Geographic places or areas relevant to the case.

Entity: "123 Main Street, Apt 4B"
Type: Location
Source: crime_scene_report.md
Metadata: { "type": "residence", "coordinates": [40.7128, -74.0060] }

Timeline

Temporal sequences or windows that establish ordering between events.

Entity: "Nov 1-5 activity window"
Type: Timeline
Source: phone_records_analysis.md

Document

Reports, records, and official documents that contain or reference other entities.

Entity: "Police Report #4521"
Type: Document
Source: police_report_4521.md
Metadata: { "author": "Det. Rodriguez", "date": "2025-11-04" }

Hypothesis

Investigative theories that can be tested against the evidence graph.

Entity: "Suspect entered via rear door"
Type: Hypothesis
Source: case_notes_day3.md
Metadata: { "status": "unverified", "proposed_by": "Det. Rodriguez" }

Additional Types

Type	Description
`Organization`	Company, group, or institution
`PhysicalObject`	Tangible item (weapon, vehicle, clothing)
`DigitalArtifact`	Digital item (video file, email, log entry)
`FinancialRecord`	Transaction, bank record, invoice
`Communication`	Phone call, text message, email exchange

Forensic Edge Types

Relationships between forensic entities carry a Confidence level (EXTRACTED, INFERRED, or AMBIGUOUS) and a directional type.

witnessed_by

Links an event to a person who observed it.

Break-in at 123 Main St --[witnessed_by]--> Jane Smith
Confidence: EXTRACTED (from witness statement)

found_at

Links evidence to the location where it was discovered.

Bloodstain on doorframe --[found_at]--> Kitchen
Confidence: EXTRACTED (from crime scene report)

contradicts

Indicates conflicting evidence or testimony. These edges are critical for gap analysis.

Alibi statement --[contradicts]--> Surveillance footage
Confidence: EXTRACTED

corroborates

Supporting evidence or testimony that strengthens another entity.

Phone records --[corroborates]--> Witness statement
Confidence: INFERRED (analyst judgment)

alibied_by

Links a person to another person or evidence providing an alibi. Mapped to CausalEdgeType::Inhibits in the kernel bridge.

Suspect --[alibied_by]--> Coworker testimony
Confidence: AMBIGUOUS (unverified)

precedes

Temporal ordering between events. Essential for timeline reconstruction; events without Precedes edges are flagged as timeline discontinuities.
□ □ □ □
**REQUESTS:**
#1 In the forensic entity documentation, what are events without Precedes edges flagged as?
#2 List every forensic edge type named in the forensic entity documentation.
□ □ □ □
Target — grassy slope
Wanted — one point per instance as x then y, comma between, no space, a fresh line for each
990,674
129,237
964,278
□ □ □ □
**SOLUTION SET:**
#1 Timeline discontinuities.

#2 witnessed_by, found_at, contradicts, corroborates, alibied_by, precedes